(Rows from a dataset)
────────
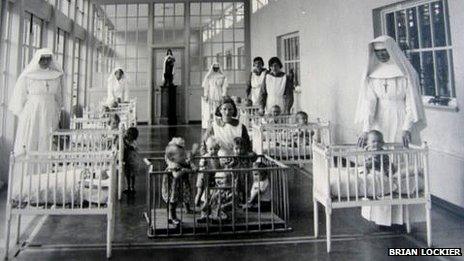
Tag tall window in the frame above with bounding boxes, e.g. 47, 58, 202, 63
104, 4, 149, 88
22, 12, 44, 68
189, 2, 248, 85
277, 33, 300, 86
381, 0, 456, 104
0, 1, 12, 137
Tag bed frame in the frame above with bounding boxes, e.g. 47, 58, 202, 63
313, 143, 432, 252
49, 126, 124, 200
4, 151, 116, 259
252, 120, 332, 165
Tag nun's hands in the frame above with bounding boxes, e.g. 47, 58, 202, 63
358, 131, 367, 148
402, 131, 411, 148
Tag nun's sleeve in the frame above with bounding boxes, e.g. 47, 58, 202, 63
222, 77, 229, 96
363, 83, 377, 132
8, 76, 27, 116
402, 77, 417, 131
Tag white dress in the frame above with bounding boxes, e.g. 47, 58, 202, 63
266, 74, 287, 114
213, 121, 243, 156
362, 74, 425, 226
251, 71, 266, 105
10, 73, 61, 155
201, 72, 228, 129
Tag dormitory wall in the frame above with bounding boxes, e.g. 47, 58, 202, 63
251, 0, 464, 207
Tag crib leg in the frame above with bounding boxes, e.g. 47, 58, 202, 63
3, 206, 11, 260
325, 207, 332, 253
106, 214, 113, 259
404, 205, 411, 234
14, 214, 21, 244
425, 201, 432, 247
313, 200, 319, 238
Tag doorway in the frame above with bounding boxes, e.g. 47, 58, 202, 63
153, 47, 186, 124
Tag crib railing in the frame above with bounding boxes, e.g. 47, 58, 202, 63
71, 117, 111, 130
3, 151, 116, 259
49, 127, 124, 199
144, 156, 294, 237
252, 121, 332, 164
313, 144, 432, 252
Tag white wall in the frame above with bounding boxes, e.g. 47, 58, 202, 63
251, 0, 464, 207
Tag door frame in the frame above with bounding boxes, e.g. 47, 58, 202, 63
152, 44, 188, 124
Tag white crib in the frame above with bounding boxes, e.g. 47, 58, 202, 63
50, 128, 124, 200
4, 151, 116, 259
313, 144, 432, 252
71, 117, 111, 130
252, 120, 332, 165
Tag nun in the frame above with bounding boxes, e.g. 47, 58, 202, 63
────────
▸ **Task instructions**:
Copy out the material above line for line, without changing anything. Leave the pictures out of your copy.

▸ **Solved exercise**:
Tag tall window in the frame above with bounding boxes, e.g. 47, 58, 202, 63
104, 4, 149, 88
22, 12, 44, 68
189, 2, 248, 85
277, 33, 300, 86
381, 0, 456, 104
0, 1, 12, 137
Tag bed frame in the frame above with bounding boxes, e.g. 47, 58, 202, 63
313, 143, 432, 252
49, 126, 124, 200
4, 151, 116, 259
252, 120, 332, 165
Tag nun's hands in the frame above with bounding boxes, e.g. 47, 58, 202, 63
358, 131, 367, 148
402, 131, 411, 148
Tag nun's sleeve in the frame above with bounding boxes, e.g. 47, 58, 202, 63
222, 77, 229, 96
363, 83, 377, 132
8, 76, 27, 116
402, 77, 417, 131
Tag white dress in the frame above with bounding boxes, e.g. 47, 58, 202, 63
266, 74, 287, 114
213, 121, 243, 156
362, 74, 425, 226
251, 71, 266, 105
10, 73, 61, 155
201, 72, 228, 129
Tag dormitory wall in the frame above with bounding boxes, e.g. 47, 58, 202, 63
251, 0, 464, 207
Tag crib leg in the frame above with bounding boxes, e.g. 47, 58, 202, 63
3, 206, 11, 260
325, 207, 332, 253
106, 214, 113, 259
404, 205, 411, 234
14, 214, 21, 244
425, 201, 432, 247
313, 200, 319, 238
Tag doorway in the frame above with bounding boxes, e.g. 47, 58, 202, 63
153, 47, 186, 124
Tag crib railing in the frame above with bounding boxes, e.g. 47, 58, 202, 63
71, 117, 111, 130
3, 151, 116, 259
49, 127, 124, 199
144, 156, 294, 237
252, 121, 332, 164
313, 144, 432, 252
Tag white wall in the frame above with bounding boxes, e.g. 47, 58, 202, 63
251, 0, 464, 207
Tag door frame in the frame above with bounding boxes, e.g. 47, 58, 202, 63
152, 44, 188, 124
Tag white crib in the frame above with bounding boxes, e.g. 47, 58, 202, 63
50, 128, 124, 200
4, 151, 116, 259
313, 144, 432, 252
71, 117, 111, 130
252, 120, 332, 165
Tag nun in the frame above with bounding boxes, e.g. 47, 58, 202, 63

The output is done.